Pick up the piece on landmine survivors in Bosnia and Herzegovina after its last sentence and keep writing it.

(PROVIDED PASSAGE Opens)

Landmine survivors: recovery and reintegration in Bosnia and Herzegovina twenty two years after the war
By Amir Mujanovic
Slatina Spa, at the outskirts of Banja Luka, in the last week of June 2018. Beautiful green hills surround the spa facilities, precious refreshment for the eyes, the body and the soul. It would be impossible to find a more suitable place to discuss psychological trauma and healing.
Roughly twenty participants are in the conference room of the newly opened congress complex of the "Dr. Miroslav Zotovic" Institute of physical medicine and rehabilitation. Sixteen of the participants are here to attend a three-day seminar on peer support in the rehabilitation and integration of landmine survivors. The participants work either at centers for mental health, basic rehabilitation or social welfare in ten municipalities affected by landmines in Bosnia and Herzegovina.

(PROVIDED PASSAGE Closes)
(DATASET SECTION Opens)

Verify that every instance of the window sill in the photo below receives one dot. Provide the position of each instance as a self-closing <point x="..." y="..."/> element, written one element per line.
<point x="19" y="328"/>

(DATASET SECTION Closes)

TASK ANSWER:
The organizers of the workshop are World Vision and the Organization for amputees UDAS, which receives funding from the European Union. The workshop will transmit knowledge and build skills so that the rehabilitation experts can better address the needs of survivors and amputees. It will familiarize them with the basic elements of peer support and prepare the establishment of peer support groups in the municipalities of Zvornik, Stanari, Doboj, Konjic, Travnik, Donji Vakuf, Lukavac, Velika Kladusa, Bihac and Bosanska Krupa. The workshop kicks off.
The participants are attentive and intrigued. Peer support is not a usual subject, so for these psychologists, social workers, physiotherapists and nurses, this is their first exposure to many ideas and best practices. Sejla, a psychologist from Bosanska Krupa, and Adnan, a social worker from Velika Kladusa, recently started their professional career at the municipality center and are not familiar with the challenges faced by landmine survivors. By contrast, Igor, a physiotherapist from Doboj, is fully aware of the power empathy has when coming from a peer, and he recalls and shares examples of cooperation with the Doboj amputation association.
During the workshop, facilitated by a senior psychologist and social worker of the Institute “Dr. Miroslav Zotovic”, I ask Zeljko Volas, a landmine survivor and UDAS’s president, to share with me his experience with peer support. He travels twenty two five years back in time.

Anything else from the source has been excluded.